▸ Goal of the exercise: Output the data that opens with the line containing "Objective — one point per instance of the man in" and closes with the line containing "Objective — one point per instance of the truck", both of those lines included, reproducing every line exactly.

-------------------------

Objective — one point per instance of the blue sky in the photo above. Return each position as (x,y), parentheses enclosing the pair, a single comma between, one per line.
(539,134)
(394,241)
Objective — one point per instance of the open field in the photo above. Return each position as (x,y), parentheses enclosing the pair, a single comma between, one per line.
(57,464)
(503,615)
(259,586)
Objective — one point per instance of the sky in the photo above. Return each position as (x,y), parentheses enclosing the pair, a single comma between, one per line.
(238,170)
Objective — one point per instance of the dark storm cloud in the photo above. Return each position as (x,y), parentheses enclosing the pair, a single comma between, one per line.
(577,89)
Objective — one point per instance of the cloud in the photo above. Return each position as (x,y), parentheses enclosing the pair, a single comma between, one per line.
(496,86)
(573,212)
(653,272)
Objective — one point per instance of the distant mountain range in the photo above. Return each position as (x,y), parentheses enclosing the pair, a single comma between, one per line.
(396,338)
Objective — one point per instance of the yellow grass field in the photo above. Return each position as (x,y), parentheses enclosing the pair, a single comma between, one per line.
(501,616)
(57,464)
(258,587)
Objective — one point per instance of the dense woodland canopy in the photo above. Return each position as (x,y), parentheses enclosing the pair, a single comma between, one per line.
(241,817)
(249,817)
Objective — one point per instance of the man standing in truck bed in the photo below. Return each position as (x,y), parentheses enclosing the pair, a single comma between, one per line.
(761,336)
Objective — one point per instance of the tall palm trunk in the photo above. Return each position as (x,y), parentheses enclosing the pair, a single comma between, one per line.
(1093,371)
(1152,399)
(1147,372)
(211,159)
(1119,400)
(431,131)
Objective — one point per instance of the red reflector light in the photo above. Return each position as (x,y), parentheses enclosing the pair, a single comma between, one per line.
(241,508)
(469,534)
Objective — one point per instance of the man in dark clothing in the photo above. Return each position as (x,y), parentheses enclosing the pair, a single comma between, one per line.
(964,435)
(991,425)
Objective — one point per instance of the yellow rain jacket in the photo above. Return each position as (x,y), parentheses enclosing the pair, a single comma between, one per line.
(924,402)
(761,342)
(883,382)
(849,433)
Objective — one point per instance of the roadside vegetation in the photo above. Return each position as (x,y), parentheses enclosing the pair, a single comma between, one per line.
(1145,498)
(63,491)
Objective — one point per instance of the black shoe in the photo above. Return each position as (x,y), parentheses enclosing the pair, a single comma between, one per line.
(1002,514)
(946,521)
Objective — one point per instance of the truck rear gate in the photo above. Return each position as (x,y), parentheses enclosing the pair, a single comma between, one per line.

-------------------------

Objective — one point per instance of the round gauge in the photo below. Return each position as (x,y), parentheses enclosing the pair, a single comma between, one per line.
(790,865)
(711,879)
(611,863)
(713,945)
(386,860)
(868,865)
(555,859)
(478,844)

-------------------------

▸ Task output:
Objective — one point per instance of the man in dark clothing in the photo above. Return each position as (x,y), parentheses enclosing the pair, a single comma between, one per line.
(964,435)
(991,425)
Objective — one point per instance of the yellow rain jacket in the photo above. Return each position as (x,y), parentheses enclosing the pair, a single comma between, one per line.
(924,402)
(761,342)
(883,382)
(849,433)
Objective — one point per instance of the roadside vegetation in the photo above. Return each position as (x,y), parentheses enclosing the pair, a single comma between, one per line.
(1145,498)
(63,491)
Objective — one point per instance of the black shoe in the photo above. Return each position as (x,y), parentheses enclosing the pair, a single comma between, one per line.
(1002,514)
(946,521)
Objective — one point per instance of the truck rear gate in the photo above. Return each position as (x,y), parentheses enclosing the pair, a single comma between, one per line.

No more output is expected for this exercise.